[What to work on]:
Continue the piece about the CDC's messaging on alcohol and birth control, picking up right after its final sentence.

[Extract]:
--
Because how we communicate has a huge impact on how our messages are received. And not just the messages in question but all of our messages. You can have the most beneficial health fact or piece of medical advice to provide, and if you wrap it up in packaging that doesn’t work for your audience? It flops, and sometimes it can flop so badly that it creates a cascade effect that can tarnish an organization’s reputation, what we refer to as the law of unintended consequences.
This means that when we consider our public health messages, we need to consider all potential outcomes of that messaging, both intended and unintended. In the case of the CDC’s messaging about alcohol consumption and birth control the unintended consequences have been that the CDC’s credibility and messaging in others areas has been effected. We’ve already seen blog posts and comments from readers asking, “if CDC is so off the mark on this, why listen to them about vaccines, breastfeeding or hand washing?”
While we wouldn’t take it that far, because there is plenty of incredibly beneficial evidence-based data and messages that the CDC does provide, we do think this was a particularly icky misstep. So in honor of the rigid, inflexible, and paternalistic slant of this particular campaign,The Scientific Parent editorial team (composed of two fertile women of childbearing age) made a concentrated effort to consume alcohol and not to consume birth control pills while writing this post. Daring, we know. We know we’re putting hypothetical babies in danger, in the event that risky sex happens to us unknowingly while we’re watching the X-Files and sitting on the couch with our families, sipping those risky glasses of wine.
--
[Supplied information]:

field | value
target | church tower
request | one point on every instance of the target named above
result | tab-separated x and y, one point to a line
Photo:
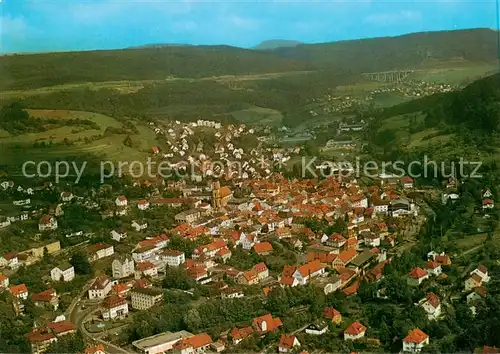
216	197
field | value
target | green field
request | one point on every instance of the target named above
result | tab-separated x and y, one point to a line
258	116
109	146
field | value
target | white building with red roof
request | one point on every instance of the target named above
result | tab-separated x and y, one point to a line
417	276
415	341
114	307
47	223
355	331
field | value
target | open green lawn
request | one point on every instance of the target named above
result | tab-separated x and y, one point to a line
--
[Written response]:
We digress. The point is, without universal access to free birth control (hormonal or otherwise) or acknowledgement that it takes at least two people to conceive a child, women are left between a rock and a hard place with both recommendations issued by both the CDC and public health officials in Texas. “Don’t get pregnant under these circumstances … but good luck with that,” is not executable or responsible public health policy.
There’s a point where it’s appropriate for an agency to make recommendations about what individuals do in their free time, and there’s a point where it’s not. Wherever that line is, which we won’t be defining here, it’s pretty clear it’s been crossed in some of these instances.
These two flubs are not alone; the range of awkward public health messaging on social media over the last few weeks has ranged from hilarious to downright offensive. Of particular amusement for us was the “We All Need the D”campaign from the Yukon Territory in Canada, which we’re compelled to share.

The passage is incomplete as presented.